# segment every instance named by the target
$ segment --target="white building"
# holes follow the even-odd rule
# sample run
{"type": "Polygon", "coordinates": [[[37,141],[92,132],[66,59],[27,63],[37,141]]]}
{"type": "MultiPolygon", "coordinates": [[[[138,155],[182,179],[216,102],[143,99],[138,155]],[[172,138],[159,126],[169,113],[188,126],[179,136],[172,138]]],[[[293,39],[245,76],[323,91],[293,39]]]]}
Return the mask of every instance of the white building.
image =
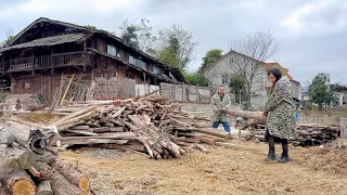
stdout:
{"type": "MultiPolygon", "coordinates": [[[[253,84],[250,89],[250,106],[259,109],[264,108],[267,101],[267,89],[269,89],[267,87],[270,86],[270,82],[268,81],[267,70],[272,67],[280,68],[281,72],[291,79],[292,96],[296,100],[300,100],[300,83],[293,80],[292,76],[288,74],[288,69],[282,67],[279,63],[264,63],[242,53],[230,51],[222,57],[220,57],[216,63],[206,66],[203,69],[203,73],[209,80],[209,84],[213,88],[214,92],[217,91],[218,86],[224,86],[226,91],[230,93],[231,99],[235,99],[233,95],[234,92],[229,87],[230,75],[234,74],[237,68],[248,69],[246,77],[248,79],[253,77],[253,84]],[[257,70],[253,72],[252,69],[257,70]]],[[[235,103],[235,101],[232,102],[235,103]]]]}

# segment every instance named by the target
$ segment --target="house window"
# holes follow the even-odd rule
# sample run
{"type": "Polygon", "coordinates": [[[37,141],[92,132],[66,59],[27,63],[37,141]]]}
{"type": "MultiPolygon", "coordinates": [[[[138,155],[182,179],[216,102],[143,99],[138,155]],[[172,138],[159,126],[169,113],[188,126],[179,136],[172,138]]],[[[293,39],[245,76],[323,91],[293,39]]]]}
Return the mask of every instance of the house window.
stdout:
{"type": "Polygon", "coordinates": [[[154,74],[160,74],[160,69],[159,69],[158,65],[154,64],[152,72],[153,72],[154,74]]]}
{"type": "Polygon", "coordinates": [[[120,49],[114,46],[107,44],[107,54],[120,57],[120,49]]]}
{"type": "Polygon", "coordinates": [[[228,75],[221,76],[221,83],[222,83],[222,84],[228,84],[228,83],[229,83],[229,77],[228,77],[228,75]]]}
{"type": "Polygon", "coordinates": [[[132,65],[136,65],[137,64],[137,60],[132,55],[129,55],[129,63],[132,64],[132,65]]]}
{"type": "Polygon", "coordinates": [[[136,58],[132,55],[129,55],[129,63],[138,67],[145,68],[145,62],[141,61],[140,58],[136,58]]]}
{"type": "Polygon", "coordinates": [[[142,68],[145,68],[145,63],[139,58],[136,60],[136,65],[142,68]]]}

● Problem to work on: List every line of the records that contains the word "white", copying each one in full.

● In response:
$ segment --target="white building"
Return the mask of every instance of the white building.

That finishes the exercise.